- **SUPPLIED MATERIAL**:
----------------------------------------
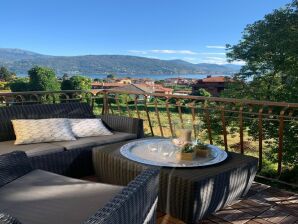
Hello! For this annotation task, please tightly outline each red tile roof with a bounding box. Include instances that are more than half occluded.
[202,76,231,82]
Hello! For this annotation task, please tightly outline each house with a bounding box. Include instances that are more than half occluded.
[192,76,232,96]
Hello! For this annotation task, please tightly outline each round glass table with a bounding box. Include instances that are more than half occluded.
[120,139,228,167]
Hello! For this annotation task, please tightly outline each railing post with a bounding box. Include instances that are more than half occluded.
[277,110,285,175]
[189,101,198,138]
[166,98,175,137]
[204,104,213,145]
[125,95,131,117]
[258,108,263,171]
[115,94,122,115]
[176,100,184,128]
[221,106,228,151]
[134,95,141,119]
[154,98,164,137]
[102,91,109,114]
[239,106,244,154]
[144,95,154,136]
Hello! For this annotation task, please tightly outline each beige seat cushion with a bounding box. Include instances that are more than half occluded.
[11,118,76,145]
[53,132,137,150]
[0,170,123,224]
[0,141,64,156]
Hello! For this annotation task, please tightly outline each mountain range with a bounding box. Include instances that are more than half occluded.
[0,48,240,75]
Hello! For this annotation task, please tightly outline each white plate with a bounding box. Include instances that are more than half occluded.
[120,139,228,167]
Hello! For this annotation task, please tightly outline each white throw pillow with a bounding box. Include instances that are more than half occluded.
[69,119,113,138]
[12,118,76,145]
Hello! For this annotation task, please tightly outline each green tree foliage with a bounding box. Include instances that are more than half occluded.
[9,78,29,92]
[28,66,60,91]
[225,0,298,102]
[192,88,211,97]
[61,75,91,90]
[223,0,298,166]
[107,74,116,79]
[0,66,16,82]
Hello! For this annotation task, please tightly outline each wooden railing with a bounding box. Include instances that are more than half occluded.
[0,90,298,179]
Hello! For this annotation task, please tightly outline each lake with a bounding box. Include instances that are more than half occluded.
[18,74,228,80]
[86,74,214,80]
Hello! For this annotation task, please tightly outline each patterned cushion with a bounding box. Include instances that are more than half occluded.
[68,119,113,138]
[12,118,76,145]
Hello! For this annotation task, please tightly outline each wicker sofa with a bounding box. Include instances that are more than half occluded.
[0,151,159,224]
[0,103,144,177]
[0,103,159,224]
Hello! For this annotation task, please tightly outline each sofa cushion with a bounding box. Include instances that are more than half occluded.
[53,132,137,150]
[11,118,76,145]
[0,170,123,224]
[0,141,64,156]
[68,118,113,138]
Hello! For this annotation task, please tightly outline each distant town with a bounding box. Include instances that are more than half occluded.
[91,76,231,96]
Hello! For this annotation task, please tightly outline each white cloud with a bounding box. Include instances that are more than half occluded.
[198,52,226,55]
[150,50,197,55]
[128,50,148,54]
[230,61,246,65]
[206,45,226,49]
[202,57,228,65]
[128,49,198,55]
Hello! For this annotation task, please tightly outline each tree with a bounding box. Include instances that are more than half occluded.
[223,0,298,166]
[61,75,91,90]
[28,66,60,91]
[62,73,69,80]
[0,66,16,82]
[9,78,29,92]
[192,88,211,97]
[224,0,298,102]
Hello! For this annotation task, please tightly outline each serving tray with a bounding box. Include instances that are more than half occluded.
[120,139,228,167]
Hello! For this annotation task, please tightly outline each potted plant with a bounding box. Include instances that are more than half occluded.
[176,143,196,161]
[194,141,210,157]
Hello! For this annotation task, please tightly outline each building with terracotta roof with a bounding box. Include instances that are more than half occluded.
[192,76,232,96]
[91,82,174,94]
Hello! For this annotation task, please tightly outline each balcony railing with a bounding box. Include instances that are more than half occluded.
[0,90,298,183]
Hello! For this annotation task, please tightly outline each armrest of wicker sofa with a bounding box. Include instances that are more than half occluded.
[100,114,144,138]
[85,169,159,224]
[0,151,33,187]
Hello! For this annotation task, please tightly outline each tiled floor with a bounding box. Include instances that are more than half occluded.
[84,177,298,224]
[157,183,298,224]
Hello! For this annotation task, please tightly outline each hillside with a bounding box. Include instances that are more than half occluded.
[0,48,236,75]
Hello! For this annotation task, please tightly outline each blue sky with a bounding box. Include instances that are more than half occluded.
[0,0,290,64]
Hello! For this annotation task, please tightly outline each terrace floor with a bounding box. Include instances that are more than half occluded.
[157,182,298,224]
[84,177,298,224]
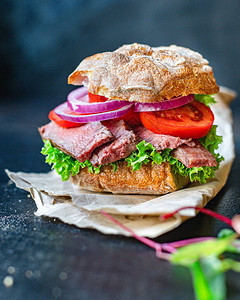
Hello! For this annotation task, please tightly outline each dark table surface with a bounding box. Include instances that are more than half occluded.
[0,97,240,300]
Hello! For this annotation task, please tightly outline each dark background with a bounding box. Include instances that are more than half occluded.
[0,0,240,99]
[0,0,240,300]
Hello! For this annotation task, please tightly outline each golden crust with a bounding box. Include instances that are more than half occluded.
[70,161,189,195]
[68,43,219,102]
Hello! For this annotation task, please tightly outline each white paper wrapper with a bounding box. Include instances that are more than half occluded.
[6,89,236,238]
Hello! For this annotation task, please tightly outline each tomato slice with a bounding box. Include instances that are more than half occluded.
[48,110,84,128]
[140,100,214,139]
[88,92,108,103]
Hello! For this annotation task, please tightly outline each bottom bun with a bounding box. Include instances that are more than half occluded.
[70,161,189,195]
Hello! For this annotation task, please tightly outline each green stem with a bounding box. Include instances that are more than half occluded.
[190,260,214,300]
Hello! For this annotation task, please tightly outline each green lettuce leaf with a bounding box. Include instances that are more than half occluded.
[41,140,101,181]
[194,94,216,107]
[125,125,223,183]
[41,121,223,183]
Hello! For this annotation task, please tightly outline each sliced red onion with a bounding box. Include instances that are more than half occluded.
[67,87,129,114]
[134,95,194,112]
[54,102,133,123]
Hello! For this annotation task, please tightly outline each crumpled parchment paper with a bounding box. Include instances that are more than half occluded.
[6,88,236,238]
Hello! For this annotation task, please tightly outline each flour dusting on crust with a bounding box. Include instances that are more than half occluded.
[69,43,219,102]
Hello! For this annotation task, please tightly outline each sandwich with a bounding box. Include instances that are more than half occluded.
[39,43,223,195]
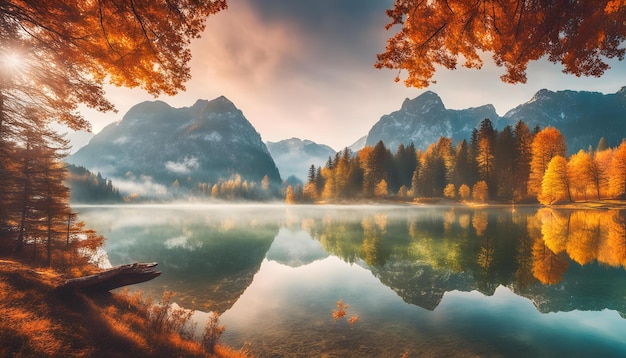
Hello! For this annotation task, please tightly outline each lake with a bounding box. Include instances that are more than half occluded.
[74,204,626,357]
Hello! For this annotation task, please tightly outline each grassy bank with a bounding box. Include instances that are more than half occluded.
[0,259,247,357]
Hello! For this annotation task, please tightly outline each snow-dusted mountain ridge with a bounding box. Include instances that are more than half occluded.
[365,87,626,153]
[67,96,281,197]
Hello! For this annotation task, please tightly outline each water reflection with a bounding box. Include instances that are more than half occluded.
[74,205,626,357]
[73,206,279,313]
[298,208,626,313]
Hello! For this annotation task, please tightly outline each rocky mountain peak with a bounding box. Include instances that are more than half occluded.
[400,91,446,112]
[191,96,238,113]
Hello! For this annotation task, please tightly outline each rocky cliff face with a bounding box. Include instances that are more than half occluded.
[266,138,336,182]
[366,87,626,153]
[67,97,281,197]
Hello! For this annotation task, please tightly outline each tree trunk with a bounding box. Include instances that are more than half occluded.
[58,262,161,292]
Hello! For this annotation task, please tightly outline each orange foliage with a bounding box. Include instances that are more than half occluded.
[537,155,571,205]
[532,239,569,285]
[0,0,226,129]
[375,0,626,88]
[609,141,626,198]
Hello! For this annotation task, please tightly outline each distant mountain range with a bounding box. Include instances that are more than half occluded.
[66,97,281,197]
[67,87,626,192]
[355,87,626,153]
[266,138,336,181]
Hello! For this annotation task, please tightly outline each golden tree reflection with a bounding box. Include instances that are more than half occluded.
[566,211,603,265]
[537,208,569,254]
[598,212,626,267]
[529,209,626,282]
[459,214,470,230]
[532,239,569,285]
[443,209,456,233]
[472,210,488,236]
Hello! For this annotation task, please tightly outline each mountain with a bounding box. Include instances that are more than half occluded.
[502,87,626,153]
[348,135,367,153]
[365,91,500,151]
[365,87,626,153]
[266,138,336,181]
[66,96,281,196]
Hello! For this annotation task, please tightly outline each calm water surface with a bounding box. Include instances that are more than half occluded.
[75,204,626,357]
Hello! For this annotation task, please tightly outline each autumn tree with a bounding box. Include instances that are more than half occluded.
[537,155,572,205]
[609,141,626,198]
[374,179,389,198]
[375,0,626,88]
[528,127,567,195]
[0,0,226,129]
[476,118,496,184]
[285,185,296,204]
[472,180,489,203]
[567,150,596,200]
[443,183,456,199]
[512,120,533,200]
[591,148,613,199]
[459,184,470,200]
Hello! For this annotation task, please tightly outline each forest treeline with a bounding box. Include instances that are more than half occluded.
[286,119,626,205]
[0,126,102,274]
[65,164,123,204]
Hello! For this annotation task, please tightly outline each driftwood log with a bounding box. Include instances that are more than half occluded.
[58,262,161,292]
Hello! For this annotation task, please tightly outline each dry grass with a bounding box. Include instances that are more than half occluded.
[0,260,248,357]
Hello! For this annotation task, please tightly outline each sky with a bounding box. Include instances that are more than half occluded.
[76,0,626,150]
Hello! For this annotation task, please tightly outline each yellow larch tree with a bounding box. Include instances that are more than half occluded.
[528,127,567,199]
[537,155,572,205]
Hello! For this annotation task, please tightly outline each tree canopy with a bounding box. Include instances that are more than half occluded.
[0,0,226,129]
[375,0,626,88]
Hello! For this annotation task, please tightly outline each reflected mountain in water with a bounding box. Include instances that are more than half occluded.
[73,207,279,313]
[304,208,626,316]
[266,228,328,267]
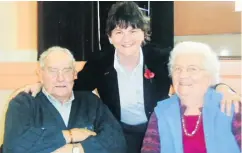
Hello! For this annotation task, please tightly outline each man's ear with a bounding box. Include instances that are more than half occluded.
[74,69,77,80]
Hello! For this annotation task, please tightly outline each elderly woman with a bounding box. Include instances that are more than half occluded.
[6,1,241,153]
[141,42,241,153]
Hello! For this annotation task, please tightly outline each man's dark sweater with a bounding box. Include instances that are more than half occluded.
[3,92,126,153]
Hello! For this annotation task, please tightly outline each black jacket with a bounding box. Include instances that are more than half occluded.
[74,45,171,120]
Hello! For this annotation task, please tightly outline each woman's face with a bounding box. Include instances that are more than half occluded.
[109,26,144,56]
[172,54,212,101]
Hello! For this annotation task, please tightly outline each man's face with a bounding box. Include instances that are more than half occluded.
[40,51,77,100]
[109,26,144,56]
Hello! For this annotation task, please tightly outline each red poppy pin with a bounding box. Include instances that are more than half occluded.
[144,65,155,79]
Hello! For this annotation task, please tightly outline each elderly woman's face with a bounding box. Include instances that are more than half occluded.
[172,54,211,98]
[41,52,76,99]
[109,26,144,56]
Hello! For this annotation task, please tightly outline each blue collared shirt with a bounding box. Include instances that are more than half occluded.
[42,88,75,126]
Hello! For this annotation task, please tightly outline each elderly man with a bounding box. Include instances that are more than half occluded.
[3,47,126,153]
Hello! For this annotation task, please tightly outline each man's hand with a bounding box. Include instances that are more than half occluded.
[71,128,97,142]
[216,85,241,116]
[23,83,42,97]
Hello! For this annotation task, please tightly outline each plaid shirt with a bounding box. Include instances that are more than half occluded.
[141,106,241,153]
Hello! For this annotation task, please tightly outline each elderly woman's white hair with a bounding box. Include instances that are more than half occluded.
[168,41,220,85]
[39,46,75,68]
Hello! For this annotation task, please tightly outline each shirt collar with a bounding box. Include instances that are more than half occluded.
[42,87,75,104]
[114,47,144,69]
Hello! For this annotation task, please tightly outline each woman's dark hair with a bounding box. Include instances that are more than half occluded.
[106,1,150,40]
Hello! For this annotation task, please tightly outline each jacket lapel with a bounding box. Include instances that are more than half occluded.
[67,99,80,129]
[142,47,155,114]
[39,91,67,129]
[203,89,222,153]
[164,96,183,153]
[100,50,121,120]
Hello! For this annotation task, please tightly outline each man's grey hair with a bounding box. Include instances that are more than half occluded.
[168,41,220,85]
[39,46,76,68]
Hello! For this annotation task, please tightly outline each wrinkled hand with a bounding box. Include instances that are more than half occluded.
[24,83,42,97]
[217,87,241,116]
[52,143,84,153]
[71,128,97,142]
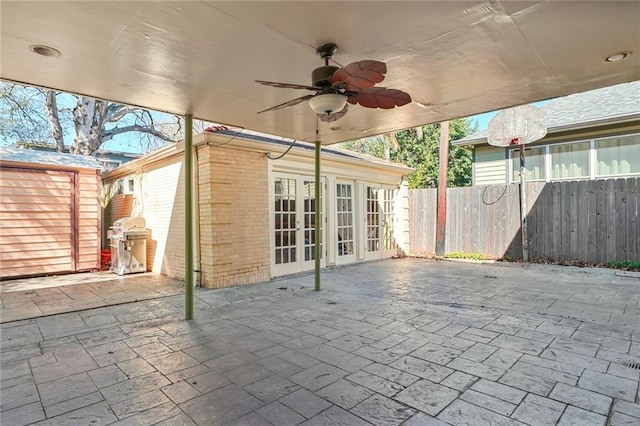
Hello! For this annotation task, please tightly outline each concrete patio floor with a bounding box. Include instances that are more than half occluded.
[0,271,184,323]
[0,259,640,426]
----------------------------------------
- **PROBLEM DESCRIPTION**: Put the part of the material that opens with the line containing "outline each armrest" and closes with the line containing "[6,89,236,238]", both lines included, into a numbered list. Leave out blank lines and pictures, and list nothing beyond that part.

- **COMPLETED TASK**:
1. Hello! For this annotation task, please tightly outline each armrest of wicker sofa with a bounding box. Include instances that are more than half occluded.
2. [100,114,144,138]
3. [85,169,159,224]
4. [0,151,33,187]
5. Hello! For this annotation task, please tightly outline each tiled floor with a bounding box. Include instances that are more than half occluded.
6. [84,177,298,224]
7. [157,183,298,224]
8. Hello! For this annotation task, please tightly outline each hillside with a bounding box. Include instances that are more than half occluded.
9. [0,48,236,75]
10. Hello! For this annotation task, please tightly outline each blue sky with a bounding box. Include instances that are more than half occluded.
11. [0,0,290,64]
12. Hello! For this annotation task, please tightly outline each terrace floor with a bounding box. Include instances that are more than half occluded.
13. [157,182,298,224]
14. [84,177,298,224]
15. Hello! For this annotation task, please tightly outline each dark table surface with a bounding box. Include instances that are more than half occluded.
16. [0,97,240,300]
17. Hello! For this annotation task, please tightly outline each dark background with a bounding box. Include instances that are more than half occluded.
18. [0,0,240,99]
19. [0,0,240,300]
20. Hello! For this annotation task, please tightly outline each golden crust with a bounding box. Include instances that are more than half occluded.
21. [70,161,189,195]
22. [68,43,219,102]
23. Hello! For this annotation task, please tightly outline each white paper wrapper with a bounding box. Include instances that are more than half occluded.
24. [6,89,236,238]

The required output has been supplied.